**WHAT YOU ARE ASKED TO DO**
Copy the stretch from the line containing "Target — stone pedestal" through the line containing "column 122, row 68", substituting "Answer" for "Result" and leaving everything else unchanged.

**Records from a collection**
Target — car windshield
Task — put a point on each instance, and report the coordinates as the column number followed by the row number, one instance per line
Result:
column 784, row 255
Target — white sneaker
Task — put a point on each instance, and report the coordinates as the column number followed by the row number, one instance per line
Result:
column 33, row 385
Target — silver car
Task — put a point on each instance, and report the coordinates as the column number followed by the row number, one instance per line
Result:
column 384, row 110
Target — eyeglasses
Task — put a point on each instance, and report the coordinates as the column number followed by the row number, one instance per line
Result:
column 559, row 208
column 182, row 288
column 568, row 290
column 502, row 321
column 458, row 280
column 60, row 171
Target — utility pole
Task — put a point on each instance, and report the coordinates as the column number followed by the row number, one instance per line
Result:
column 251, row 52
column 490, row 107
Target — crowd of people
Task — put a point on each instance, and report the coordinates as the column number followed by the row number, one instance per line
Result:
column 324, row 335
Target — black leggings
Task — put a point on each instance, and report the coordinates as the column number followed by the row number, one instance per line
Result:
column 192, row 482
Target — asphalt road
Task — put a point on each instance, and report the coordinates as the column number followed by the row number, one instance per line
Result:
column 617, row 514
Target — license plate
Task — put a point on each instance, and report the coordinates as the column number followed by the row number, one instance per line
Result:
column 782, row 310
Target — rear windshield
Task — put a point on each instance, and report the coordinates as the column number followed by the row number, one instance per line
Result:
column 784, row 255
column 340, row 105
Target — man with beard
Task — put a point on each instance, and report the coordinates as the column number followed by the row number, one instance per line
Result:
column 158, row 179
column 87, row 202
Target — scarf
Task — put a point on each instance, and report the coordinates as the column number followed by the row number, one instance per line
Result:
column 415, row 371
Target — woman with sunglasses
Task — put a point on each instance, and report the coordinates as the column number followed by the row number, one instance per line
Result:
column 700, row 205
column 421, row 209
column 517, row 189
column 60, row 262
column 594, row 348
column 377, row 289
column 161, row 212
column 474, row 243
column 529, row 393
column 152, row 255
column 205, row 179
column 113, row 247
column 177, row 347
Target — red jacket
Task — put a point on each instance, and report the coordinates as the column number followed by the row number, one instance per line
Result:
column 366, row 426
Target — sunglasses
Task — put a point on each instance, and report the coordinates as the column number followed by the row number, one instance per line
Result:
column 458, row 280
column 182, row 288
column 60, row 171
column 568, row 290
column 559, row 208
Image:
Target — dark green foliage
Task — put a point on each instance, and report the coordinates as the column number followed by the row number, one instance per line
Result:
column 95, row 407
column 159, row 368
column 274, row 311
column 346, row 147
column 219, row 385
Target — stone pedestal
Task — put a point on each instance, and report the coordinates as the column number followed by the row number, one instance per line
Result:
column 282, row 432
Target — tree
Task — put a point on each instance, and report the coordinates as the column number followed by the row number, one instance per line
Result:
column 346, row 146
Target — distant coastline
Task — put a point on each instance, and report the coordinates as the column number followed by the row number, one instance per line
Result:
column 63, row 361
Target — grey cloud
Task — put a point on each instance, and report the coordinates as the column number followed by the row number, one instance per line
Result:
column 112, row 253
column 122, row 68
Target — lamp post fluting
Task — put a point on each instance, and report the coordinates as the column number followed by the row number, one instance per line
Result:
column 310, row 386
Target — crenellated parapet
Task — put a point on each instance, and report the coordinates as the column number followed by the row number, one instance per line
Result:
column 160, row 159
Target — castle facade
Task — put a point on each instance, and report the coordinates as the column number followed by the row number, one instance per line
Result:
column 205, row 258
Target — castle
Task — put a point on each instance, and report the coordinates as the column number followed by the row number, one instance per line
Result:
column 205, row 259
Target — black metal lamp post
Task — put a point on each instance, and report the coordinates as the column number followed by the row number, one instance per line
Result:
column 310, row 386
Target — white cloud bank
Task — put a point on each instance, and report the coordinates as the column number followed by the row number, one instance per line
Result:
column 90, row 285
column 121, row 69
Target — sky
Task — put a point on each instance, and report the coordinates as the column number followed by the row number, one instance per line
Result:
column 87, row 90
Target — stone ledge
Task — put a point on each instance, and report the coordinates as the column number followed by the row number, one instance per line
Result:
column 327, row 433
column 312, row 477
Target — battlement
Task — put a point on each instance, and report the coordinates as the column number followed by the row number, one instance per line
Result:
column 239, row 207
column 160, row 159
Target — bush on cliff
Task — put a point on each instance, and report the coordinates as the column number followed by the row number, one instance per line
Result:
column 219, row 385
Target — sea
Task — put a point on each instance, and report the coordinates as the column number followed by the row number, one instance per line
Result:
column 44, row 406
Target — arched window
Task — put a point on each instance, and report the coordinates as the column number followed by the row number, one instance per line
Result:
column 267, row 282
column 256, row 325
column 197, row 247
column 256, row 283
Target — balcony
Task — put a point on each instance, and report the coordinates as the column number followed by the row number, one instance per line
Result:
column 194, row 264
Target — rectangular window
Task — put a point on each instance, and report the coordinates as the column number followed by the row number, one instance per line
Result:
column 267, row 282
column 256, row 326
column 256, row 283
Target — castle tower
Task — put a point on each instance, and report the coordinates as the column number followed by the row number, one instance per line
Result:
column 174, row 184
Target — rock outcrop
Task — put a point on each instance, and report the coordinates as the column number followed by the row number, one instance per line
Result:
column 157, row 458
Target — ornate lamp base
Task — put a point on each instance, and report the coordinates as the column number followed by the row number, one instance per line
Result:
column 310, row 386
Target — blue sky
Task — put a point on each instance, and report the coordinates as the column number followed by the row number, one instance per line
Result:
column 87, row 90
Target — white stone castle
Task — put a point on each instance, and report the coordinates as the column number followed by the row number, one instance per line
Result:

**ANSWER TO THE PROBLEM**
Target — stone pedestal
Task — put a point on each instance, and report the coordinates as the column number followed by the row number, one instance per line
Answer:
column 282, row 432
Target — tree
Task — put a point on each instance, and report the coordinates as the column number followed by the row number, one instance per line
Answer:
column 346, row 146
Target — distant coastline
Task — put a point on each instance, and report the coordinates as the column number followed by the row number, one instance per line
Answer:
column 63, row 361
Target — grey cloud
Task — put a point on each instance, and report the coordinates as the column number followed by the row number, one instance per line
Answer:
column 112, row 253
column 122, row 68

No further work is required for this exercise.